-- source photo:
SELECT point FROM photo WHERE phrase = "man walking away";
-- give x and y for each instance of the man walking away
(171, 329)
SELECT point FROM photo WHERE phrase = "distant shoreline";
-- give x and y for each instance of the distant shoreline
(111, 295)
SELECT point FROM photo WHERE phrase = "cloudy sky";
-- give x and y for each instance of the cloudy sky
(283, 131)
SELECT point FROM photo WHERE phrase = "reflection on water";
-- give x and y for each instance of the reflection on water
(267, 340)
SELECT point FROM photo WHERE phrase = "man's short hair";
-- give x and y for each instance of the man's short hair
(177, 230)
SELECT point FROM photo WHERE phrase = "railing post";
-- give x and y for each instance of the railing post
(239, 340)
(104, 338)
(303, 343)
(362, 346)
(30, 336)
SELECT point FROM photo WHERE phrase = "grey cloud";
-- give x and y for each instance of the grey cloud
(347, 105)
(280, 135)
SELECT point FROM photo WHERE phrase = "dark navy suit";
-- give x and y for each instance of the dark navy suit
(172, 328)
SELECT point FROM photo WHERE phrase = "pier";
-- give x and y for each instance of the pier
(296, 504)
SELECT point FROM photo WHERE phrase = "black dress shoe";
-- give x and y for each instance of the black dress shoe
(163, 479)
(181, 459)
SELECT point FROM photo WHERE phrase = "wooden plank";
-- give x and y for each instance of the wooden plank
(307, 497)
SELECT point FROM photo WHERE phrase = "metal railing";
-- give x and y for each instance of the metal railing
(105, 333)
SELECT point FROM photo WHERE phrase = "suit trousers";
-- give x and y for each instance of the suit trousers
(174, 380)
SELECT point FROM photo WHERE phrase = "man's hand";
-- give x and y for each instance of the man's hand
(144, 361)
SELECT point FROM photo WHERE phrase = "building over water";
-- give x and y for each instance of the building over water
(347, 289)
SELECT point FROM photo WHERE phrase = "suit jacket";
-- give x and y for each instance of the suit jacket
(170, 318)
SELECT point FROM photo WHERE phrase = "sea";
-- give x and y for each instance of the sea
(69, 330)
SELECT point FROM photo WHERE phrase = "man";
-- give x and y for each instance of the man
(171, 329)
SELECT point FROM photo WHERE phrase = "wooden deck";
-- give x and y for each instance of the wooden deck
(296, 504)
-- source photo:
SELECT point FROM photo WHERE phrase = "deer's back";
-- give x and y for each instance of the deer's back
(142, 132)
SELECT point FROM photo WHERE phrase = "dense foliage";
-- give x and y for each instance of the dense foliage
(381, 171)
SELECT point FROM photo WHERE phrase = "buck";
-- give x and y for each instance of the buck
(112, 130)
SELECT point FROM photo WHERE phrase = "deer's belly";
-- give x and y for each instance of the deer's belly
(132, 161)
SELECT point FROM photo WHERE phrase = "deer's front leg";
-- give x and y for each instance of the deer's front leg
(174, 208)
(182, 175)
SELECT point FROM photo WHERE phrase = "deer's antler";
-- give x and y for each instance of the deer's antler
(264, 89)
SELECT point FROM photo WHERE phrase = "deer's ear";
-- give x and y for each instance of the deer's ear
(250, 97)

EXERCISE DETAILS:
Set down all of the data above again, exactly.

ANSWER TO THIS PROBLEM:
-- source photo:
SELECT point FROM photo WHERE phrase = "man walking away";
-- give x and y for each instance of the man walking away
(171, 329)
SELECT point FROM photo WHERE phrase = "distant shoreline";
-- give x and y for each instance of the distant shoreline
(111, 295)
SELECT point FROM photo WHERE phrase = "cloudy sky";
-- give x and y for each instance of the cloudy sky
(283, 131)
SELECT point FROM photo WHERE phrase = "reflection on water";
-- give x and y for each instance of the reflection on water
(267, 340)
SELECT point FROM photo WHERE phrase = "man's short hair";
-- give x and y for each instance of the man's short hair
(177, 230)
SELECT point FROM photo WHERE phrase = "railing post";
-- give x and y for each instance of the railing post
(239, 340)
(104, 338)
(303, 343)
(362, 346)
(30, 336)
SELECT point FROM photo WHERE phrase = "grey cloud";
-- give x and y for each instance of the grey cloud
(347, 105)
(280, 135)
SELECT point FROM photo WHERE phrase = "dark navy suit";
-- give x and y for each instance of the dark navy suit
(172, 328)
SELECT point FROM photo WHERE phrase = "pier";
-- give x and y for each instance of the pier
(296, 504)
SELECT point FROM photo WHERE phrase = "black dress shoe";
-- give x and y for each instance of the black dress shoe
(163, 479)
(181, 459)
SELECT point FROM photo WHERE phrase = "wooden plank";
-- give x and y for each instance of the wooden plank
(307, 497)
SELECT point FROM photo WHERE phrase = "metal railing";
-- give x and y for each instance of the metal railing
(105, 333)
SELECT point FROM photo WHERE phrase = "suit trousers";
-- give x and y for each instance of the suit trousers
(174, 380)
SELECT point FROM photo WHERE phrase = "man's hand";
-- give x and y for each instance of the man's hand
(144, 361)
SELECT point FROM photo WHERE phrase = "building over water";
-- give x and y for each instance of the building over water
(347, 289)
SELECT point FROM photo WHERE phrase = "suit jacket";
-- give x and y for each instance of the suit jacket
(170, 318)
SELECT point FROM photo WHERE phrase = "sea";
-- give x and y for each instance of the sea
(69, 330)
SELECT point FROM photo WHERE phrase = "man";
-- give x and y for each instance of the man
(171, 329)
SELECT point FROM photo WHERE phrase = "wooden deck";
-- give x and y for each instance of the wooden deck
(296, 504)
-- source photo:
SELECT point FROM photo WHERE phrase = "deer's back";
-- give x and y for each instance of the deer's back
(142, 132)
SELECT point FROM photo WHERE phrase = "dense foliage";
-- give x and y for each instance of the dense foliage
(381, 171)
SELECT point FROM photo WHERE phrase = "buck";
-- give x and y for each instance of the buck
(112, 130)
SELECT point FROM photo WHERE phrase = "deer's belly";
-- give x and y for each instance of the deer's belly
(132, 161)
SELECT point FROM photo WHERE phrase = "deer's front leg";
-- give x and y for each instance of the deer's front leg
(174, 208)
(182, 175)
SELECT point FROM photo WHERE phrase = "deer's antler";
-- give x and y for each instance of the deer's antler
(264, 89)
SELECT point FROM photo WHERE phrase = "deer's ear";
-- give x and y for each instance of the deer's ear
(250, 97)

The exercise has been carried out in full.